### WHAT TO PRODUCE
Every line from the line containing "Would you be able to point to the coat collar" through the final line below must be returned exactly, and no other line.

### SUPPLIED MATERIAL
= = = =

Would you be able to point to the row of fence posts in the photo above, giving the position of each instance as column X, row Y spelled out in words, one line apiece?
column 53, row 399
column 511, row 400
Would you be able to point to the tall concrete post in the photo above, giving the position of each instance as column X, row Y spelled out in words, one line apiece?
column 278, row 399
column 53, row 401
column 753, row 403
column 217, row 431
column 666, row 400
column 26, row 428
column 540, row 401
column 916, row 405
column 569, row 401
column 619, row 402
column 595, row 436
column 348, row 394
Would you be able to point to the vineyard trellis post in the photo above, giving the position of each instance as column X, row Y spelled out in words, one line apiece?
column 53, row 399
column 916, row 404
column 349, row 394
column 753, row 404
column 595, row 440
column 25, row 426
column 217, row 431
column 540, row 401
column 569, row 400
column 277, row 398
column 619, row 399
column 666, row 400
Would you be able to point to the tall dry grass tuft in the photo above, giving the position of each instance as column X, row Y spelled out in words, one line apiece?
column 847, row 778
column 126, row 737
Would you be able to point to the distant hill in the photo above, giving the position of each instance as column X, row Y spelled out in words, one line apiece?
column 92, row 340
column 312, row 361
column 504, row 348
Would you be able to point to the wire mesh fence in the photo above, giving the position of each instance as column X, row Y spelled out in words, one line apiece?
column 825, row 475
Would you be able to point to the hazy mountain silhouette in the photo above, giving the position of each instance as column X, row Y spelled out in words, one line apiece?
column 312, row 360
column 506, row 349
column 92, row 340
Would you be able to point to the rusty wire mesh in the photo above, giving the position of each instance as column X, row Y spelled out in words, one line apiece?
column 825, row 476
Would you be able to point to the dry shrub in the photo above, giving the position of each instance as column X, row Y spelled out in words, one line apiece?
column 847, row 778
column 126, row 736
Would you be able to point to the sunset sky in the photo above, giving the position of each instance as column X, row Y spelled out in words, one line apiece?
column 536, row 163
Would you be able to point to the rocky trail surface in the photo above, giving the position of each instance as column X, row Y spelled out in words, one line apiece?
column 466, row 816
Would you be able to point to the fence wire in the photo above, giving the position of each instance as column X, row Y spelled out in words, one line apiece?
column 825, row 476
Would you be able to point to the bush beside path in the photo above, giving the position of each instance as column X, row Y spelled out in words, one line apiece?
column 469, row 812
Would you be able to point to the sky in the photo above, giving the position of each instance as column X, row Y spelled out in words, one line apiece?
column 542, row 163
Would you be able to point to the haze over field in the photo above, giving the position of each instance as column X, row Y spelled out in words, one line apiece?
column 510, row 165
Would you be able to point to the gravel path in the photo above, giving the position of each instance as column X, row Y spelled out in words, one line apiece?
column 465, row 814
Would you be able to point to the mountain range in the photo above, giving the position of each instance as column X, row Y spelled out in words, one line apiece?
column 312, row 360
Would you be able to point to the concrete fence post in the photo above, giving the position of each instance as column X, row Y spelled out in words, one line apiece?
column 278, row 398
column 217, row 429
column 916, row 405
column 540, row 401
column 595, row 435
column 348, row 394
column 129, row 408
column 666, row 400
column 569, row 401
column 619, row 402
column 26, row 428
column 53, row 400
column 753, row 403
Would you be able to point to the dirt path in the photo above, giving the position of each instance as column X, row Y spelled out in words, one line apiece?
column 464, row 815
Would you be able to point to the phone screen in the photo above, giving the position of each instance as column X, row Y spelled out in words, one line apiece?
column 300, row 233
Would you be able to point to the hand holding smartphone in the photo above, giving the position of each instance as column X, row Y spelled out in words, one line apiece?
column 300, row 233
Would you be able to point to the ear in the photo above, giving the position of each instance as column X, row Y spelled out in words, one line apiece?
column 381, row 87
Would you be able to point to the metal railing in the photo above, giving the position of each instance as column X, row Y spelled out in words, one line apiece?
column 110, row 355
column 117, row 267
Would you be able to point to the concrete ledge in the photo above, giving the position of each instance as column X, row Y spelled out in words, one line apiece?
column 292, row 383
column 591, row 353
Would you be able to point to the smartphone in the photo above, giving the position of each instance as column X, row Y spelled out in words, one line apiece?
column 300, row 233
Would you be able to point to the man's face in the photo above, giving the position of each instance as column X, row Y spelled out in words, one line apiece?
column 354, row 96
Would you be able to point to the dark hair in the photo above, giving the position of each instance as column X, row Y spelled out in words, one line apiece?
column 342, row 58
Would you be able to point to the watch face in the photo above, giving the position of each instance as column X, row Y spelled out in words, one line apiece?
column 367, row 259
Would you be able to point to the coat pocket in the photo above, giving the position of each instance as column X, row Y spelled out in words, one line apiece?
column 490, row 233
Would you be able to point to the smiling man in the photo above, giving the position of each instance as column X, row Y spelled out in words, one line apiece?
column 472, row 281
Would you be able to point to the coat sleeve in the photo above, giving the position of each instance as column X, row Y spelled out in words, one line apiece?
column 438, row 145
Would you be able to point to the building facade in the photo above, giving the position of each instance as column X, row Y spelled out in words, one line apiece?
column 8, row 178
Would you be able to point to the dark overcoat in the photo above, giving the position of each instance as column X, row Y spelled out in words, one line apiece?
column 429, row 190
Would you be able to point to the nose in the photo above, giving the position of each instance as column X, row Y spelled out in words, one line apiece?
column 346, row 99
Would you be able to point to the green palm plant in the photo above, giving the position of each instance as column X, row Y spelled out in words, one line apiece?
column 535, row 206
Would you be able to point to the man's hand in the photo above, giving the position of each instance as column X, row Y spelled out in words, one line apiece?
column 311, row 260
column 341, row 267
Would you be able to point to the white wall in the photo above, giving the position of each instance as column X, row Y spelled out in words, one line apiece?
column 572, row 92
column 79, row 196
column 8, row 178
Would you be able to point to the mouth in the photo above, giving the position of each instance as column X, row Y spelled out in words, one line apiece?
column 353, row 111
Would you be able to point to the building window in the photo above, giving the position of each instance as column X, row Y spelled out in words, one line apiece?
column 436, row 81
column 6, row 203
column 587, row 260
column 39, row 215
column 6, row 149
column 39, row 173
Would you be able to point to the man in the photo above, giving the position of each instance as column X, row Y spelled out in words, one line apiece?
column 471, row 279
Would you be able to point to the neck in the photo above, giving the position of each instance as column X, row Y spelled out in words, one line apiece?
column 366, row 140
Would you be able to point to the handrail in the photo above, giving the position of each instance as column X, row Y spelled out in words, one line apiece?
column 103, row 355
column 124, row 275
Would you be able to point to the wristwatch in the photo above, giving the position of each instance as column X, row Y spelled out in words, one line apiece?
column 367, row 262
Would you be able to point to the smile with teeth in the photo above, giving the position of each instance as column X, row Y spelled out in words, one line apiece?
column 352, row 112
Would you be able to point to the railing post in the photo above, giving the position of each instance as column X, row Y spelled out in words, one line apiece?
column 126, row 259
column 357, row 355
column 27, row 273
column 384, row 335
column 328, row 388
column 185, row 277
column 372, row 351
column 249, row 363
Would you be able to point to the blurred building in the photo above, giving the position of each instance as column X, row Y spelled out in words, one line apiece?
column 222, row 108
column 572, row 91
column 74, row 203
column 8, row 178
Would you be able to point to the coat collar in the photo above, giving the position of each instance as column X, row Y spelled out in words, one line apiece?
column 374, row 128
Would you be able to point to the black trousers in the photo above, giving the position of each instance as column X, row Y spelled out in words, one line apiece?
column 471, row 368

= = = =

### EXPECTED ANSWER
Would you be able to point to the coat collar in the photo above, giving the position of each instance as column X, row Y spelled out in words, one line apiece?
column 374, row 128
Would you be able to point to the black trousers in the photo above, giving the position of each instance as column X, row Y spelled out in words, one line apiece?
column 471, row 368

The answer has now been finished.